##### Information provided

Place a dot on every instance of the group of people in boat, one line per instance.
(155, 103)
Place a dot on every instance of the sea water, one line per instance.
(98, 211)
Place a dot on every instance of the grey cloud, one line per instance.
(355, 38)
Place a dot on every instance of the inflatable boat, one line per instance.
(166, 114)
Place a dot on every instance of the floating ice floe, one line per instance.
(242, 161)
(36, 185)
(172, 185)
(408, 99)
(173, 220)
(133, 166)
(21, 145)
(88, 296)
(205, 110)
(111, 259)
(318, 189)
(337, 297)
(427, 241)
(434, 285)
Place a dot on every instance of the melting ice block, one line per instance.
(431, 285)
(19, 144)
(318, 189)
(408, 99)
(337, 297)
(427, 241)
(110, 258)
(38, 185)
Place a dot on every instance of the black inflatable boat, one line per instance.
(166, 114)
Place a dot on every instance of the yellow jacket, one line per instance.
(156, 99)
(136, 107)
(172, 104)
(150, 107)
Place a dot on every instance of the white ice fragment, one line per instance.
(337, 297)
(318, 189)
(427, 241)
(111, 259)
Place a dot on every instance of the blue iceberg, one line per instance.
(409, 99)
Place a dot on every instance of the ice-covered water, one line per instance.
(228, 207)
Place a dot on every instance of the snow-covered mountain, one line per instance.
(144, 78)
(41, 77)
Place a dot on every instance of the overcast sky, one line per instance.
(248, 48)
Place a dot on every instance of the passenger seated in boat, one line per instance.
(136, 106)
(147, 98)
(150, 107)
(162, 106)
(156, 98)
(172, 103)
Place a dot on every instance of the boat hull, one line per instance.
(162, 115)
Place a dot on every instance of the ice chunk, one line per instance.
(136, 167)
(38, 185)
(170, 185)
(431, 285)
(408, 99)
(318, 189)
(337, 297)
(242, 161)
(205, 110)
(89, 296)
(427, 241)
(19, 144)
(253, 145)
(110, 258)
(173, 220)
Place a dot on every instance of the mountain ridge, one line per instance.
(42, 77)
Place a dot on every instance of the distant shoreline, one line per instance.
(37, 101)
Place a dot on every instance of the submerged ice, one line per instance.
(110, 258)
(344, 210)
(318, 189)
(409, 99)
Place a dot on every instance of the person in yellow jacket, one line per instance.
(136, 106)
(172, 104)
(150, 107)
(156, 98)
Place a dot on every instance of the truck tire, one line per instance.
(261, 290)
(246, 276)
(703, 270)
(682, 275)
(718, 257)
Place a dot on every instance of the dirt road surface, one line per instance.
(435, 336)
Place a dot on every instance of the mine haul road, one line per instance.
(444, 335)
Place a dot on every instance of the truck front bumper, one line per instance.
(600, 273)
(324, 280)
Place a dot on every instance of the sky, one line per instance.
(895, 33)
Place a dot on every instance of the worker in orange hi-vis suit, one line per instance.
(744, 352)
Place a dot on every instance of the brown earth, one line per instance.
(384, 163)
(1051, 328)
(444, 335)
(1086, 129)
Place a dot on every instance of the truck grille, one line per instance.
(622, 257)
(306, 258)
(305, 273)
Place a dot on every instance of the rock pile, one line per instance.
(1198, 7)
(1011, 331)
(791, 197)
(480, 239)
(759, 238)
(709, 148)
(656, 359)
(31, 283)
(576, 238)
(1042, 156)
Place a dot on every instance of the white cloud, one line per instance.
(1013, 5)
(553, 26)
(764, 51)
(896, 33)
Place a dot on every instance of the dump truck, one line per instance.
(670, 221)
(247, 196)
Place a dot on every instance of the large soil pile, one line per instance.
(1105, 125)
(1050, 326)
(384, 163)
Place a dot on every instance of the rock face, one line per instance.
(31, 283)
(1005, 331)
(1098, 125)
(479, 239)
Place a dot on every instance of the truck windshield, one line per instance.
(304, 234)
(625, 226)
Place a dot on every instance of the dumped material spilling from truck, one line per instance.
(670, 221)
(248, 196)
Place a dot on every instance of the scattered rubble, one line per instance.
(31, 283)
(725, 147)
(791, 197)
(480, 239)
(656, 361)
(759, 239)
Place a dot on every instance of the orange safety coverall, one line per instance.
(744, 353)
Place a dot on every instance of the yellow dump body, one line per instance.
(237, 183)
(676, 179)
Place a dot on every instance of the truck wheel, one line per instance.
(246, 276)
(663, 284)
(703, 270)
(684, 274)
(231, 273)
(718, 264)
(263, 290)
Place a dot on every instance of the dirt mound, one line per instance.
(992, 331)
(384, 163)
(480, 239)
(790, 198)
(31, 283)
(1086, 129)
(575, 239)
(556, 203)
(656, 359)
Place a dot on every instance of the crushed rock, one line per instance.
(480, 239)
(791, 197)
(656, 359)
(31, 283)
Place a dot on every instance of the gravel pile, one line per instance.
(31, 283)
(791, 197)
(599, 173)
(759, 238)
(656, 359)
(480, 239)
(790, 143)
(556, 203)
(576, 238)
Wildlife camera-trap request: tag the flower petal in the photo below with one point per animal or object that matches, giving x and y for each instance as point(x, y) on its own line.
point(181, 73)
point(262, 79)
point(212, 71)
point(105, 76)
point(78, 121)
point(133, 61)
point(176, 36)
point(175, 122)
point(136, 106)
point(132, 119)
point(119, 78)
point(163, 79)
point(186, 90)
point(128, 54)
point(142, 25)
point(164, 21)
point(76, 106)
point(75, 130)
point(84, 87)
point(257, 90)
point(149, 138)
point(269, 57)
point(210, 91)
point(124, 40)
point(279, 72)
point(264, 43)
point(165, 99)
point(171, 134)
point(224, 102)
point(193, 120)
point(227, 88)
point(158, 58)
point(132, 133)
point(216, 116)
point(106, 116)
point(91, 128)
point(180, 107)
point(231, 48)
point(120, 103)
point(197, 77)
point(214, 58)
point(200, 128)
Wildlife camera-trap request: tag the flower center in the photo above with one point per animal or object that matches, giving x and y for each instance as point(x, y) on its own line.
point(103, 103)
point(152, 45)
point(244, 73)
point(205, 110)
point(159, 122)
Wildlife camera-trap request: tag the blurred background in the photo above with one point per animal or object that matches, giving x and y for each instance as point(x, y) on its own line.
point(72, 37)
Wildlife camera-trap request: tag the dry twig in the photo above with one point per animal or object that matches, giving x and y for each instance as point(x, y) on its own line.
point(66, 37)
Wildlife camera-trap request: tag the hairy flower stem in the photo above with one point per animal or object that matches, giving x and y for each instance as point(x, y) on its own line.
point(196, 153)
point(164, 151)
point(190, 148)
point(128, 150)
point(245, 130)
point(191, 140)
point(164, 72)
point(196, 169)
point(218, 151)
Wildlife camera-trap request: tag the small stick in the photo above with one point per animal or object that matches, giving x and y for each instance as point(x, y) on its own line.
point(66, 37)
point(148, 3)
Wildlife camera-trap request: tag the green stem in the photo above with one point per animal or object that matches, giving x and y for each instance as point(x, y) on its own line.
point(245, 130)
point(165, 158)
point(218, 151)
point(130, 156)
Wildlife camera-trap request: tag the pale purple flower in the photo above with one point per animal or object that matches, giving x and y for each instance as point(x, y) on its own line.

##########
##### Information provided

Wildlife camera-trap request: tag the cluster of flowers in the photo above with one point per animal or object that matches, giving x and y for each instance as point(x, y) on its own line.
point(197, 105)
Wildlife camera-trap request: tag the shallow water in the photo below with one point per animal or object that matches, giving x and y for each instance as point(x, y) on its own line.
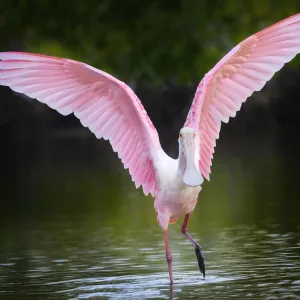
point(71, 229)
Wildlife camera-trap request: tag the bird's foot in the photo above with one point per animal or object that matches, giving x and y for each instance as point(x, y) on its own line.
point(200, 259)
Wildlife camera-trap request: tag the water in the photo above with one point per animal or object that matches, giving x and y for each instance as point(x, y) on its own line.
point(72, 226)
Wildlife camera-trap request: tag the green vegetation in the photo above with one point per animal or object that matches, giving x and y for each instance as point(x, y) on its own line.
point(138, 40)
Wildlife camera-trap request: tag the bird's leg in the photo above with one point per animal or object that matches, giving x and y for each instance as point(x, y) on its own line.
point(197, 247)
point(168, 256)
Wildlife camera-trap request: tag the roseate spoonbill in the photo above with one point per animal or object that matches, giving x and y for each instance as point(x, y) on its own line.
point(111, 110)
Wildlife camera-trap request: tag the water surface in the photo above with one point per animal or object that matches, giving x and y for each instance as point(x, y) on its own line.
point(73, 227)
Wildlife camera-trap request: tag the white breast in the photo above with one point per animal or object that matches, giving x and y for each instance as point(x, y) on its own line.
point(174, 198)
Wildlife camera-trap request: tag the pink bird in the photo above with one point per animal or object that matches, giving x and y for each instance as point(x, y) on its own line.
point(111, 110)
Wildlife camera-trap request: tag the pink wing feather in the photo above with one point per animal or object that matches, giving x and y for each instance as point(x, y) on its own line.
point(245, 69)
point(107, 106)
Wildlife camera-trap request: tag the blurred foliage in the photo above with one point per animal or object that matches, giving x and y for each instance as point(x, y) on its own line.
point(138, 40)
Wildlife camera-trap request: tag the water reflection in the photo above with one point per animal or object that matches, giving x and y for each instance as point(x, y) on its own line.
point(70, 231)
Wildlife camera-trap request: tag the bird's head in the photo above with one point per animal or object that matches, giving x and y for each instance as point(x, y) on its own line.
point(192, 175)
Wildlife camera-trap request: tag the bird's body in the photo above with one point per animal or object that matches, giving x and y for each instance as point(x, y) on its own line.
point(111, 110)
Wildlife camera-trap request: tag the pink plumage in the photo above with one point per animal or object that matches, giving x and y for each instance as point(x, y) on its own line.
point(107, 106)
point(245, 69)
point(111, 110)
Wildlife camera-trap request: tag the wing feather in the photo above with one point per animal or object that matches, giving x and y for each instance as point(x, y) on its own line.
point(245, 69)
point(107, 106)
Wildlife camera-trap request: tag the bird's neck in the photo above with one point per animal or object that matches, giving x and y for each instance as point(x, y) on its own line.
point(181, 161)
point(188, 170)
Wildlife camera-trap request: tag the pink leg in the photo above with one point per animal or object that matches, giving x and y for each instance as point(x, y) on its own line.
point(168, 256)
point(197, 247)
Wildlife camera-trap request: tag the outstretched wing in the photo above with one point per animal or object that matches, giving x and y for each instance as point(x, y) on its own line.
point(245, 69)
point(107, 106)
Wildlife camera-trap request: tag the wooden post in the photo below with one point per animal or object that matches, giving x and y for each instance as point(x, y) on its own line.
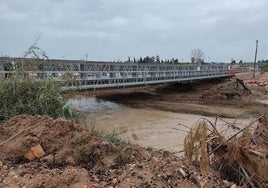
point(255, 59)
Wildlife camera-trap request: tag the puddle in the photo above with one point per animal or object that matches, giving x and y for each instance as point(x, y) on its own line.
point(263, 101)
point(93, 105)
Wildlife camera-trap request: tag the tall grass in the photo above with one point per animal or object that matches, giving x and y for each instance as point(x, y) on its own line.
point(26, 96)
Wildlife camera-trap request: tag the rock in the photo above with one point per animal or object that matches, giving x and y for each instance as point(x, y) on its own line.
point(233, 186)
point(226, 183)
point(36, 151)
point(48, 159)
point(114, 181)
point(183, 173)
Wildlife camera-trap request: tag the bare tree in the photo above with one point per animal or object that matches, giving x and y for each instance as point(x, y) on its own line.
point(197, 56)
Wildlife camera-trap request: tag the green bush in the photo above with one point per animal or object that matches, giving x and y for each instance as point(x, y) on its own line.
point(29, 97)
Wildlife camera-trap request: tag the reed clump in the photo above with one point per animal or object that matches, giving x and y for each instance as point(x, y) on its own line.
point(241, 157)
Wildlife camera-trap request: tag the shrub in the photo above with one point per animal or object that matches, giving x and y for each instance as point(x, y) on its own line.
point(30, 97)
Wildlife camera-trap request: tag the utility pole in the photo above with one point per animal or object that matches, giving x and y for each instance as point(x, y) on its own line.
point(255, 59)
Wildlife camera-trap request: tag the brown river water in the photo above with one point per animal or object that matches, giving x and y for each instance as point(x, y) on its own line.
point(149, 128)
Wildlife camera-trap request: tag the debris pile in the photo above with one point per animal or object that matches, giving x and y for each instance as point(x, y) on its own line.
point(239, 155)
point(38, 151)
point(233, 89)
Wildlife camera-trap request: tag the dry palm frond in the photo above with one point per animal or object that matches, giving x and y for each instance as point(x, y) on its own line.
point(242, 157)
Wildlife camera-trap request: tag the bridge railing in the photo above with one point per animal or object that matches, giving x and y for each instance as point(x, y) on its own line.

##########

## What you will do:
In the data above, find the line that contains "Wildlife camera-trap request: tag the green bush" and the line that contains "Wildlife camera-trap request: tag the bridge". Repeat exactly those lines and every line between them, and only those.

## Response for this exercise:
Wildlife camera-trap request: tag the green bush in the photo above with one point per animal or object that matches, giving x and y for each instance as point(x, y) on its own line.
point(29, 97)
Wildlife camera-trap request: tag the reed clump in the photo above with one point per animal or object that matches, giving x and y for each instance as point(x, y) on its own line.
point(241, 157)
Wildlife camera-trap request: tag the shrub in the photo above with one point per animal or object that matches, giving x and y for each instance as point(x, y) on its own line.
point(30, 97)
Wildlife camera-trap request: tag the utility pole in the photo above with one point per animal or object that matches, giving x and y for each instance as point(x, y) on its own line.
point(255, 59)
Wildlife camera-trap request: tag the brown river water in the photo above with one point per animal or object that matches, giving x and y for each instance as point(x, y) on its own line.
point(149, 128)
Wildlife camera-trap request: tag the debris pile in the photo above with one point per animal or object that matches, giving x and y for each instance as point(x, y) on its own line.
point(239, 155)
point(38, 151)
point(233, 89)
Wildlife camera-trap request: tag the dry palm frond in the photo above with one point per animal or object that matches, giving x and y for each instance as point(x, y) on its own line.
point(242, 157)
Wildlife camera-trap request: tag the bridge railing in the photo above with one point per animal or object that matches, giving x and y for each instance as point(x, y) on its own line.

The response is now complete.